== TEXTAUSZUG ==
────
Die Schnittervase (neugriechisch Αγγείο των θεριστών Angio ton Theriston) ist ein Reliefrhyton aus schwarzem Speckstein aus der Zeit der minoischen Kultur. Das Rhyton wurde 1902 im Westflügel der Ausgrabungsstätte des Palastes von Agia Triada auf der griechischen Insel Kreta gefunden. Allgemein wird die Schnittervase auf etwa 1500 bis 1450 v. Chr. der Neupalastzeit Kretas (SM I) datiert. Sie befindet sich heute unter der Inventar-Nr. AE 184 im Archäologischen Museum in Iraklio, der Hauptstadt Kretas.

Fundgeschichte und Beschreibung

Koordinaten der Fundstelle: 35° 3′ 32,6″ N, 24° 47′ 32,9″ O

Der Palast von Agia Triada, auch als Villa von Agia Triada bezeichnet, wurde erstmals ab Mai 1902 durch Federico Halbherr von der Missione Archeologica Italiana di Creta untersucht. Bereits im selben Jahr fanden stratigraphische Grabungen statt. Die Ausgrabungen standen seit 1903 unter der Leitung von Roberto Paribeni und wurden mit Unterbrechungen bis 1914 durch Federico Halbherr und Enrico Stefani fortgeführt. Ab 1910 begann man mit der Sicherung und Wiederherstellung der aufgefundenen Gebäudereste.

Die Schnittervase, ein Rhyton aus Speckstein, auch Steatit genannt, von dem nur die oberen beiden Teile des ehemals dreiteiligen Gefäßes erhalten sind, wurde schon bei den Versuchsgrabungen des Jahres 1902 entdeckt. Das Fundstück befand sich in einem Raum des nördlichen Teils des Westflügels des Palastes von Agia Triada, der mit umlaufenden Bänken und einem Fußboden aus Alabaster ausgestattet ist. Die Wandverkleidung, ebenfalls aus Alabaster, ist durch senkrechte Spalten unterbrochen, in denen sich Holzbalken befanden, die das Dach stützten und der Konstruktion Festigkeit und Elastizität gaben, letzteres von Wichtigkeit wegen der häufigen Erdbeben. Der Raum wurde nach den Ausgrabungen rekonstruiert und zum Schutz vor Witterungseinflüssen mit einem Betondach versehen. Man vermutet, dass die Schnittervase bei der Zerstörung des Palastes aus einem oberen Stockwerk in den Raum mit den Alabasterbänken herunterfiel.
────
== GESTELLTE AUFGABEN ==
A. Kopieren Sie aus dem Textauszug zur Schnittervase wortgetreu die Passage, die mit „Die Schnittervase (neugriechisch“ beginnt und mit „der Hauptstadt Kretas.“ endet.
B. Beantworten Sie anhand des Textauszugs zur Schnittervase die folgenden Fragen:
(i) In welchem Jahr wurde das Rhyton gefunden?
(ii) Unter welcher Inventarnummer wird die Schnittervase im Archäologischen Museum in Iraklio geführt?
(iii) Womit wurde der Raum mit den Alabasterbänken nach den Ausgrabungen zum Schutz vor Witterungseinflüssen versehen?
Die Zeilen stammen aus einer anderen Quelle als der Textauszug.
────
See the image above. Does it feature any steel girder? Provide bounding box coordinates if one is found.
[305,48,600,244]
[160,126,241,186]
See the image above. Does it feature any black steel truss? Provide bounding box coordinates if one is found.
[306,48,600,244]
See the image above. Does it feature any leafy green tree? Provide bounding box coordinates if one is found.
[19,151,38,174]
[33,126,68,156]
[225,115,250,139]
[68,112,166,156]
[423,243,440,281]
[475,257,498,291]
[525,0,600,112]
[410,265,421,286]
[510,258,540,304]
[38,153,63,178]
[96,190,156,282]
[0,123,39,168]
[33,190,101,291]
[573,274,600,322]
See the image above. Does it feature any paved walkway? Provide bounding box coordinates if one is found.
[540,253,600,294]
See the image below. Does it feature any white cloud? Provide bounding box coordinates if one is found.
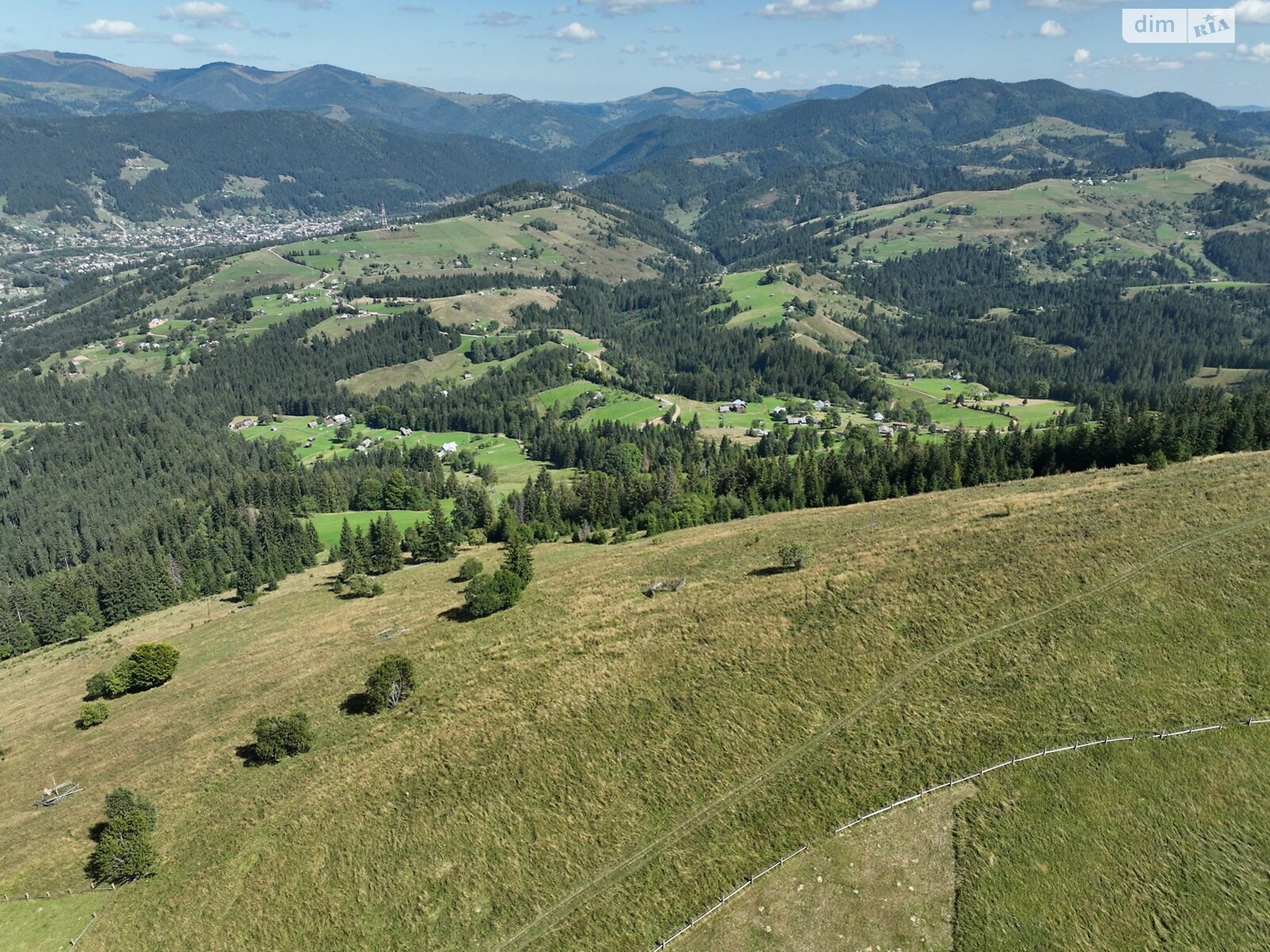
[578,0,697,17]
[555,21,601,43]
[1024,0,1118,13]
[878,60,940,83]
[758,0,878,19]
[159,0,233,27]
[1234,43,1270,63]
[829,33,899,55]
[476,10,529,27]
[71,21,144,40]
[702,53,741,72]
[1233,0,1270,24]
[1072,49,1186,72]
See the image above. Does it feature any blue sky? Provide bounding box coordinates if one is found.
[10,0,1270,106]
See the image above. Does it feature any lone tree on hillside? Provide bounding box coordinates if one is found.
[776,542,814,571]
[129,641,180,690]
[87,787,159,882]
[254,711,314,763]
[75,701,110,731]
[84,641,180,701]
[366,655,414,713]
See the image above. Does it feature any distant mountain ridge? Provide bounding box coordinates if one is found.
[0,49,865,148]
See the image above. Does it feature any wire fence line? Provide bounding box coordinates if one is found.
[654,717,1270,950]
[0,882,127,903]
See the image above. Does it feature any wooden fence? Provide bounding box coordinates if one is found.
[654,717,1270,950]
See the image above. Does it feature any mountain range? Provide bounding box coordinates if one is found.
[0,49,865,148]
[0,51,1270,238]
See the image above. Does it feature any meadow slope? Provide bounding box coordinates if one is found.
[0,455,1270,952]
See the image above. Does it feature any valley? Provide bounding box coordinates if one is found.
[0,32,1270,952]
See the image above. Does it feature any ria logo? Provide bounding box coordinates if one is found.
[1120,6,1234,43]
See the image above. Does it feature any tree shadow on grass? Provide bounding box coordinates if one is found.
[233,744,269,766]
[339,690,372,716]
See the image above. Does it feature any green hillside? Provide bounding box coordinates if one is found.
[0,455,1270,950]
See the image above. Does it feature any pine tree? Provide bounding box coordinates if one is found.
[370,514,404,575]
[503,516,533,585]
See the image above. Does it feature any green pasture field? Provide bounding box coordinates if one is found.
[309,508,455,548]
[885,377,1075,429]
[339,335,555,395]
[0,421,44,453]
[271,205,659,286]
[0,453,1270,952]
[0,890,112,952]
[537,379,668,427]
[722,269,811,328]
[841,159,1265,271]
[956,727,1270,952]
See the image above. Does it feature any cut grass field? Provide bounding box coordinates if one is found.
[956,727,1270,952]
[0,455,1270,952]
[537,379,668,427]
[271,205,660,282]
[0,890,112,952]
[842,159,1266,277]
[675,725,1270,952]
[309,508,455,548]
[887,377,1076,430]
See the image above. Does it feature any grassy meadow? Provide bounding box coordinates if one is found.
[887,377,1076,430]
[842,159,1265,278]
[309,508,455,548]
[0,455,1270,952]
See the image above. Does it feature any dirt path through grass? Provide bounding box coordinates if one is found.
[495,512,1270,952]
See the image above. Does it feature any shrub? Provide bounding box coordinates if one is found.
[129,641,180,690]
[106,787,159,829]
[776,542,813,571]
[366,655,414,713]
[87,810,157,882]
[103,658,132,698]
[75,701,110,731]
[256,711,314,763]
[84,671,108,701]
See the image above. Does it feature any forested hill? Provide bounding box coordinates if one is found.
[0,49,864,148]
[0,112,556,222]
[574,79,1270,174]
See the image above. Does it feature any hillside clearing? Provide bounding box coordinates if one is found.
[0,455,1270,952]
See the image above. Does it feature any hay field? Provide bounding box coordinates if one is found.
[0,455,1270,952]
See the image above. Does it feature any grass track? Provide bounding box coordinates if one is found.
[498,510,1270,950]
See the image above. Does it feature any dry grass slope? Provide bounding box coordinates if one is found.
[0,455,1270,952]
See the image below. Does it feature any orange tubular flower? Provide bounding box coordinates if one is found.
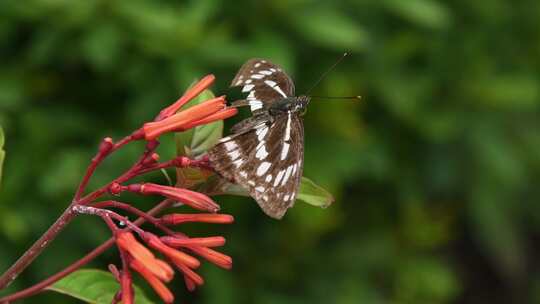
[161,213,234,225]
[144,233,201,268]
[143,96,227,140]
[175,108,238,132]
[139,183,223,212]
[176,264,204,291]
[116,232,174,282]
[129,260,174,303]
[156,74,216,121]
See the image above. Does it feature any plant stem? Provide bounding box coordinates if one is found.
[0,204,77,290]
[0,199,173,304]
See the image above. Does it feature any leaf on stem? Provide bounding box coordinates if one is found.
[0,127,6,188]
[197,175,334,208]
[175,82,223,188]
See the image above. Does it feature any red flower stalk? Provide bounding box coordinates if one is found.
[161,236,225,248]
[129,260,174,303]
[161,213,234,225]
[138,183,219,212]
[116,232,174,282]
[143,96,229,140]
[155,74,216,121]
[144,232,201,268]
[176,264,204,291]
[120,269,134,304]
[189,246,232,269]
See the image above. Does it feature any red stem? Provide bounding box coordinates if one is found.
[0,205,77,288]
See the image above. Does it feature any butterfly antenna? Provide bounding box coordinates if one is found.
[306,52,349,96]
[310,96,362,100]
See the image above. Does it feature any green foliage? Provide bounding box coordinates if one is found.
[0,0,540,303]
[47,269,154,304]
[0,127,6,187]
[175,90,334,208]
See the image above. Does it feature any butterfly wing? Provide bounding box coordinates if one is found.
────
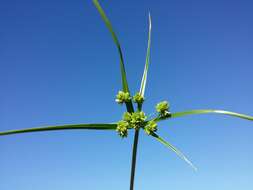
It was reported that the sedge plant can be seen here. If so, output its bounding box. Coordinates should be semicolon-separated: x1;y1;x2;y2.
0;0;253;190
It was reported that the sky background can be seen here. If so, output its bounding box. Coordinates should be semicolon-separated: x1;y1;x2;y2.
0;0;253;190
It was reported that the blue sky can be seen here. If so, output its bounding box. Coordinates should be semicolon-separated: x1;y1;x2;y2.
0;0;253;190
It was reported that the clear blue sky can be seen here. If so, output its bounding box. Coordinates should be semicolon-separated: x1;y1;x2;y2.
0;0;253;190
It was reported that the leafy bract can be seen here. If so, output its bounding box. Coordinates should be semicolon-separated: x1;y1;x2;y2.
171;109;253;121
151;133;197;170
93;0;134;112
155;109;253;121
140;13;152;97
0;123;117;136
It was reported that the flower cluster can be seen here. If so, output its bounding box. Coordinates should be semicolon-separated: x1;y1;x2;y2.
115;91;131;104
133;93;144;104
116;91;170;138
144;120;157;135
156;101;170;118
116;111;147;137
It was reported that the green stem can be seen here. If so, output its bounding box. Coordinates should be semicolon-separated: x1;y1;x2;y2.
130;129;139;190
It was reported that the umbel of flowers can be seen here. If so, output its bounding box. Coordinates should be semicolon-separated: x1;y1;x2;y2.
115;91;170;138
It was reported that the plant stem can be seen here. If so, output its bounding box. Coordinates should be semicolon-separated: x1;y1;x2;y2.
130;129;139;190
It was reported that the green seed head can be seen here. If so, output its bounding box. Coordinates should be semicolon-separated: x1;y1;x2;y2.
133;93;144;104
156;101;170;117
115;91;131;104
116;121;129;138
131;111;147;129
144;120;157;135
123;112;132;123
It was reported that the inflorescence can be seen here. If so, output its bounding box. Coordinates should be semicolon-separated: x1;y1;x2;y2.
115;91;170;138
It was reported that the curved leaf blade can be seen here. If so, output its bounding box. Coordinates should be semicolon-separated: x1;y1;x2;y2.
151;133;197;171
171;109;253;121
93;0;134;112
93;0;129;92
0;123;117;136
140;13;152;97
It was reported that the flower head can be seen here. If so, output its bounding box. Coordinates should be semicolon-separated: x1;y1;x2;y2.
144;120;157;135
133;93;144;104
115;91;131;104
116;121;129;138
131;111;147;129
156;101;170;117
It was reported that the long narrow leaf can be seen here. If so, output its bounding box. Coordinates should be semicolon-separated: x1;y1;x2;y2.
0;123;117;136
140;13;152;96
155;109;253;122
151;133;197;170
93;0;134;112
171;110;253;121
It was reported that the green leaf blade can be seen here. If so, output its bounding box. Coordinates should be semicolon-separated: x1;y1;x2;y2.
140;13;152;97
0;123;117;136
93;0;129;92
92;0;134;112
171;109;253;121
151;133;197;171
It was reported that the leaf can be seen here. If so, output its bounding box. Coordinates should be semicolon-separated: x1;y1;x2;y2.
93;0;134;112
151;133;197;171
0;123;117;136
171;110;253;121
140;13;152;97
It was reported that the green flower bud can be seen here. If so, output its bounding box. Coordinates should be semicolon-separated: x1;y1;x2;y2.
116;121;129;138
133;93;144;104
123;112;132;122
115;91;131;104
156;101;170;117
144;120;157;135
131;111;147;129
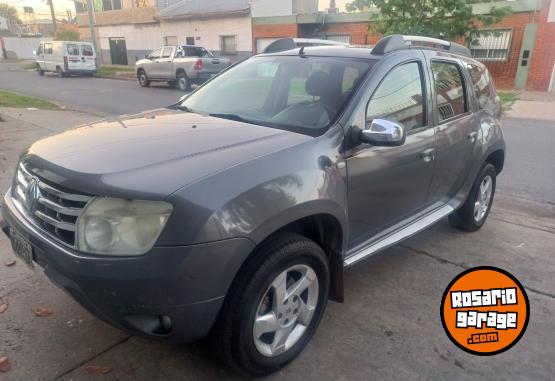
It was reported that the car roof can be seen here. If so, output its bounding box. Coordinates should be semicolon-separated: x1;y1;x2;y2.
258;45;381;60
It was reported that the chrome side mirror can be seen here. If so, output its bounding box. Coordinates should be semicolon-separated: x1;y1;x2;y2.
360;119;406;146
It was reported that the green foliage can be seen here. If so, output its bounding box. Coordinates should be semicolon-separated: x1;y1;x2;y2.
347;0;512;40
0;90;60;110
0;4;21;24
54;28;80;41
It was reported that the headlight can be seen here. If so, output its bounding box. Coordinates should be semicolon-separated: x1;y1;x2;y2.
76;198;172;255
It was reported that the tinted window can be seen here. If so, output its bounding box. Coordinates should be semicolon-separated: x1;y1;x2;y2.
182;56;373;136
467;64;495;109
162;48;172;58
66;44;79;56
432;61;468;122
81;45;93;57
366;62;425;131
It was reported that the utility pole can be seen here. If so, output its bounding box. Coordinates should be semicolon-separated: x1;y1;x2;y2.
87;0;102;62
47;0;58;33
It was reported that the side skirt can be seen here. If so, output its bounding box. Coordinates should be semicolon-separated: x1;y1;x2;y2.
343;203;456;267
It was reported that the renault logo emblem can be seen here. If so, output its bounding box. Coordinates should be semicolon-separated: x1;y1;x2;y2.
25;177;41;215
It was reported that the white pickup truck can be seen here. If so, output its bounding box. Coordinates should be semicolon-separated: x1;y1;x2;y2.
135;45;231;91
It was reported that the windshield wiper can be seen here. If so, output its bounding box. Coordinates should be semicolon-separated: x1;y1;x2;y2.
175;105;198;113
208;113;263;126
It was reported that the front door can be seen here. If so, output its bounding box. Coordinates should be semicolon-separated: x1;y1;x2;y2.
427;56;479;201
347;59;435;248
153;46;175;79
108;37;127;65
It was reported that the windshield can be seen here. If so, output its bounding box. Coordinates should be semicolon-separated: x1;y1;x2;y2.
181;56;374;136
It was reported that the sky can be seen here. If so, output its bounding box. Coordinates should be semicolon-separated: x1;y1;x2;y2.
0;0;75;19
────
== ENDERGEBNISSE ==
A.
Die Schnittervase (neugriechisch Αγγείο των θεριστών Angio ton Theriston) ist ein Reliefrhyton aus schwarzem Speckstein aus der Zeit der minoischen Kultur. Das Rhyton wurde 1902 im Westflügel der Ausgrabungsstätte des Palastes von Agia Triada auf der griechischen Insel Kreta gefunden. Allgemein wird die Schnittervase auf etwa 1500 bis 1450 v. Chr. der Neupalastzeit Kretas (SM I) datiert. Sie befindet sich heute unter der Inventar-Nr. AE 184 im Archäologischen Museum in Iraklio, der Hauptstadt Kretas.

B.
(i) 1902
(ii) AE 184
(iii) Mit einem Betondach